> _Items_:

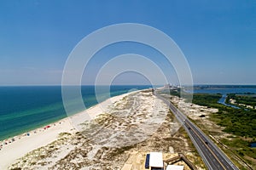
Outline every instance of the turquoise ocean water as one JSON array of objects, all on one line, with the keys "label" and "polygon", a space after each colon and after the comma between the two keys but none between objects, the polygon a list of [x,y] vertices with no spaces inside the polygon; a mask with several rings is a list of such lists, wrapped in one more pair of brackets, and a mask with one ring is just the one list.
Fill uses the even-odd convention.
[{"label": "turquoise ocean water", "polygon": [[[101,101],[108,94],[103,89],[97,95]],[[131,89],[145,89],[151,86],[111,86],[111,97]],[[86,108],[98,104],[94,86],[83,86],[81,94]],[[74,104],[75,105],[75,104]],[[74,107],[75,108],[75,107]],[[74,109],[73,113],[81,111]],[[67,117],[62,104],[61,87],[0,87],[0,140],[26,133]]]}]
* * *
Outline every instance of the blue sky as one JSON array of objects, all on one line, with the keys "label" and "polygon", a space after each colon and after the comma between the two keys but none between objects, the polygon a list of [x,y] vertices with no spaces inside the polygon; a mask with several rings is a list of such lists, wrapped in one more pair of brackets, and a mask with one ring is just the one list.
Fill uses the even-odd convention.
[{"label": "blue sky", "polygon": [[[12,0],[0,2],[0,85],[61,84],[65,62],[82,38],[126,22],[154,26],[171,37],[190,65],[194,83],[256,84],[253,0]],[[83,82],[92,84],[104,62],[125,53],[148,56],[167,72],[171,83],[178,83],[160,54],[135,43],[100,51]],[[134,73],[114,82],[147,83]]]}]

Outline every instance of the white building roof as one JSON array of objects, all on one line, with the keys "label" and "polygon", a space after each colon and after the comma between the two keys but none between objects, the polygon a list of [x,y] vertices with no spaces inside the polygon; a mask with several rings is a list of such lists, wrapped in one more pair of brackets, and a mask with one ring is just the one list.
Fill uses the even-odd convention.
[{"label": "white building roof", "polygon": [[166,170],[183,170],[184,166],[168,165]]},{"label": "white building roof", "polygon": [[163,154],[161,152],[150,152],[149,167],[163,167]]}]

> _Job_:
Select each line in the records that contains the string "white" and copy those lines out. Case counts, so match uppercase and lowercase letters exactly.

> _Answer in full_:
Outline every instance of the white building roof as one JSON array of objects, all on one line, with the keys "label" and "polygon", a space after each colon and after the comma between the two keys but none between objects, the polygon a list of [x,y] vertices with no spaces inside the polygon; a mask with several rings is a list of such lists, wrapped in one more pair of brackets, and a mask with one ring is just the one list.
[{"label": "white building roof", "polygon": [[166,170],[183,170],[184,166],[168,165]]},{"label": "white building roof", "polygon": [[163,154],[161,152],[150,152],[149,167],[163,167]]}]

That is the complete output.